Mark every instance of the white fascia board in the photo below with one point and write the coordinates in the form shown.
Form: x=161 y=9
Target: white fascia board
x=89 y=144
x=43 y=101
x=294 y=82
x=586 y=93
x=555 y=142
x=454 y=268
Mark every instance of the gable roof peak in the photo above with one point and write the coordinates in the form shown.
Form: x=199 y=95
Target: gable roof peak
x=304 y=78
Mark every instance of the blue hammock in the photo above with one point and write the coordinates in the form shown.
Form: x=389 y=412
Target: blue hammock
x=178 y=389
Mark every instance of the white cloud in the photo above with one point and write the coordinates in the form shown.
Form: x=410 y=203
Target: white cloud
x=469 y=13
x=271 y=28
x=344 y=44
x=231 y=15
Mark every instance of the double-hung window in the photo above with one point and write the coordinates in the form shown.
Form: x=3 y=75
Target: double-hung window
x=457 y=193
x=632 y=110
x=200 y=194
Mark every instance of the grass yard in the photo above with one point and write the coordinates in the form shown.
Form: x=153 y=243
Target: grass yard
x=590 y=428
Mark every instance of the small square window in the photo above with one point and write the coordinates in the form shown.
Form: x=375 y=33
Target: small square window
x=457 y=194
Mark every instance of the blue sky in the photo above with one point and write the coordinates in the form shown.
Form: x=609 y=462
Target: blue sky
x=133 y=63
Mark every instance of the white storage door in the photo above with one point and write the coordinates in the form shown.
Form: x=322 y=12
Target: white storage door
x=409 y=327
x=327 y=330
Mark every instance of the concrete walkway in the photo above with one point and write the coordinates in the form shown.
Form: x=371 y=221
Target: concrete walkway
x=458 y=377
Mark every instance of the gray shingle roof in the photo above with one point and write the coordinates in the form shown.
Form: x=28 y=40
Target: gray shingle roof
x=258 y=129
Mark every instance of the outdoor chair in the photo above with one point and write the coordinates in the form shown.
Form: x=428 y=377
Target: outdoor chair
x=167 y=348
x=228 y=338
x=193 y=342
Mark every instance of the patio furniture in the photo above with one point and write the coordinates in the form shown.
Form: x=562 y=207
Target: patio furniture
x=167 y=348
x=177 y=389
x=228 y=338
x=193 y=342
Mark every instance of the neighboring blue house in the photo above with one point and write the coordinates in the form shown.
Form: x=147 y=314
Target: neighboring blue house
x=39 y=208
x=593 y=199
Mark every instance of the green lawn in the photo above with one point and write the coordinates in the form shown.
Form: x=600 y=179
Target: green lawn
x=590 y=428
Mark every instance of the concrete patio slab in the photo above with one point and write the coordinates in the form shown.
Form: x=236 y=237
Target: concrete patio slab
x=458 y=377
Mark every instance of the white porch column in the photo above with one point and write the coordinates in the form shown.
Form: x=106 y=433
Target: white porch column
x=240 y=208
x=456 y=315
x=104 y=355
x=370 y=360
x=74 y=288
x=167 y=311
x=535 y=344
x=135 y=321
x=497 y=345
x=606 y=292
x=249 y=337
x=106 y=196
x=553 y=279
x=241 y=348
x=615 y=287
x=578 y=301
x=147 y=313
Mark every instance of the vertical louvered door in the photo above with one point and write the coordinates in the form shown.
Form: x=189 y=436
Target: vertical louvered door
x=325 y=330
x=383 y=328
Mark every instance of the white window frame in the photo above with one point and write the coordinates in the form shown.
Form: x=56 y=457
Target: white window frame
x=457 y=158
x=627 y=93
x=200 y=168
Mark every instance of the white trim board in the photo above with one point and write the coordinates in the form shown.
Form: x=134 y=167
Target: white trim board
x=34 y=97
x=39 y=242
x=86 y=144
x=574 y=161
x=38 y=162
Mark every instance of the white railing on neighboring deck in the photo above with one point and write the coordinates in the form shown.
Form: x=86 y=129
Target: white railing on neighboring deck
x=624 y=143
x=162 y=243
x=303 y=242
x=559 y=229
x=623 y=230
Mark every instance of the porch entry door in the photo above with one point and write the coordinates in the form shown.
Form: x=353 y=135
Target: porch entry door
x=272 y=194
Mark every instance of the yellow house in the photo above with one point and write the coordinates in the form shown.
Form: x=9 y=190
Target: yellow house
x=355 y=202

* [TO DO]:
Output every line above as a JSON list of strings, one string per line, with blank lines left out.

* [TASK RESPONSE]:
[
  "Mark every instance of the white fascia board in the photo below with one point and write the coordinates in the form shown.",
  "Form: x=161 y=9",
  "Target: white fascia board",
  "x=89 y=144",
  "x=43 y=101",
  "x=294 y=82",
  "x=586 y=93",
  "x=555 y=142",
  "x=454 y=268",
  "Mark every instance of the gable roof peak in the photo above with one point and write the coordinates in the form shown.",
  "Form: x=199 y=95",
  "Target: gable roof peak",
  "x=304 y=78",
  "Mark every instance of the blue hammock in the photo above with one point and write the coordinates in the form shown.",
  "Form: x=389 y=412",
  "Target: blue hammock",
  "x=178 y=389",
  "Mark every instance of the white cloud in the photo above with one point and write the coordinates in the form shown.",
  "Form: x=410 y=203",
  "Target: white cloud",
  "x=469 y=13",
  "x=271 y=28",
  "x=344 y=44",
  "x=231 y=15",
  "Mark every instance of the double-hung window in the photo above with one point and write the coordinates in the form shown.",
  "Form: x=3 y=75",
  "Target: double-hung window",
  "x=457 y=193",
  "x=632 y=110",
  "x=200 y=194",
  "Mark every instance of the grass yard in the photo above with one point and write the coordinates in the form shown.",
  "Form: x=153 y=243",
  "Target: grass yard",
  "x=590 y=428",
  "Mark every instance of the small square window in the photo above with one point and write the coordinates in the form shown.",
  "Form: x=375 y=33",
  "Target: small square window",
  "x=457 y=194",
  "Mark every instance of the blue sky in the photo above with one point and write the coordinates in the form shown.",
  "Form: x=609 y=462",
  "Target: blue sky",
  "x=133 y=63",
  "Mark every instance of the white storage door in the photo above with one point and write the coordinates in the form shown.",
  "Form: x=322 y=12",
  "Target: white storage door",
  "x=409 y=327",
  "x=327 y=330",
  "Mark every instance of the concrete walkway in the photo above with one point and write the coordinates in the form shown.",
  "Form: x=371 y=221",
  "Target: concrete walkway",
  "x=458 y=377",
  "Mark every instance of the gray shingle roof in the photo above with one point and write the coordinates in the form shown.",
  "Form: x=28 y=40",
  "Target: gray shingle roof",
  "x=258 y=129",
  "Mark every instance of the outdoor chair in the photo above with one point and write the coordinates in the form shown.",
  "Form: x=428 y=377",
  "Target: outdoor chair",
  "x=167 y=348",
  "x=228 y=338",
  "x=193 y=342",
  "Mark every instance of the patio furniture in the photo above with one point and write the coordinates in the form shown.",
  "Form: x=562 y=207",
  "Target: patio furniture",
  "x=167 y=348",
  "x=177 y=389",
  "x=228 y=338",
  "x=193 y=342",
  "Mark every instance of the neighboring blue house in the photo above with one point and write the coordinates in the form shown.",
  "Form: x=147 y=314",
  "Target: neighboring blue house",
  "x=39 y=208",
  "x=593 y=199",
  "Mark every instance of the green lawn in the photo above with one point and write the coordinates in the form shown.",
  "Form: x=600 y=179",
  "Target: green lawn",
  "x=590 y=428",
  "Mark every instance of the concrete patio slab in the photo above with one point and write the coordinates in the form shown.",
  "Form: x=236 y=237",
  "Target: concrete patio slab",
  "x=458 y=377",
  "Mark every instance of the white porch column in the photo above with one point and write the coordinates in the form shown.",
  "Form: x=106 y=433",
  "Target: white porch column",
  "x=240 y=208",
  "x=456 y=315",
  "x=104 y=355",
  "x=370 y=360",
  "x=74 y=288",
  "x=167 y=311",
  "x=535 y=344",
  "x=135 y=321",
  "x=497 y=345",
  "x=606 y=292",
  "x=249 y=337",
  "x=106 y=196",
  "x=553 y=279",
  "x=241 y=348",
  "x=615 y=287",
  "x=578 y=301",
  "x=147 y=313",
  "Mark every instance of the vertical louvered door in the photo above with one point and write the coordinates in the form shown.",
  "Form: x=189 y=436",
  "Target: vertical louvered door",
  "x=325 y=330",
  "x=383 y=328",
  "Mark every instance of the white window frame in the photo above with one point and write the coordinates in the form shown.",
  "Form: x=56 y=457",
  "Target: white window frame",
  "x=457 y=158",
  "x=627 y=93",
  "x=200 y=168",
  "Mark every instance of the white trim board in the photo above with one point and write the coordinates in the form shown.",
  "Form: x=134 y=167",
  "Target: white trim board",
  "x=34 y=97",
  "x=39 y=242",
  "x=86 y=144",
  "x=574 y=161",
  "x=38 y=162",
  "Mark every instance of the white railing on neighboring deck in the photo above with one point and write the coordinates in the form shown.",
  "Form: x=86 y=129",
  "Target: white railing on neighboring deck",
  "x=624 y=143",
  "x=162 y=243",
  "x=303 y=242",
  "x=559 y=229",
  "x=623 y=230",
  "Mark every instance of the porch entry door in the photo above with one point and write the coordinates in the form shown.",
  "Form: x=353 y=135",
  "Target: porch entry door",
  "x=272 y=194",
  "Mark every instance of the yellow house in the photo above with one point and write the coordinates in the form shown.",
  "Form: x=9 y=190",
  "Target: yellow house",
  "x=355 y=202"
]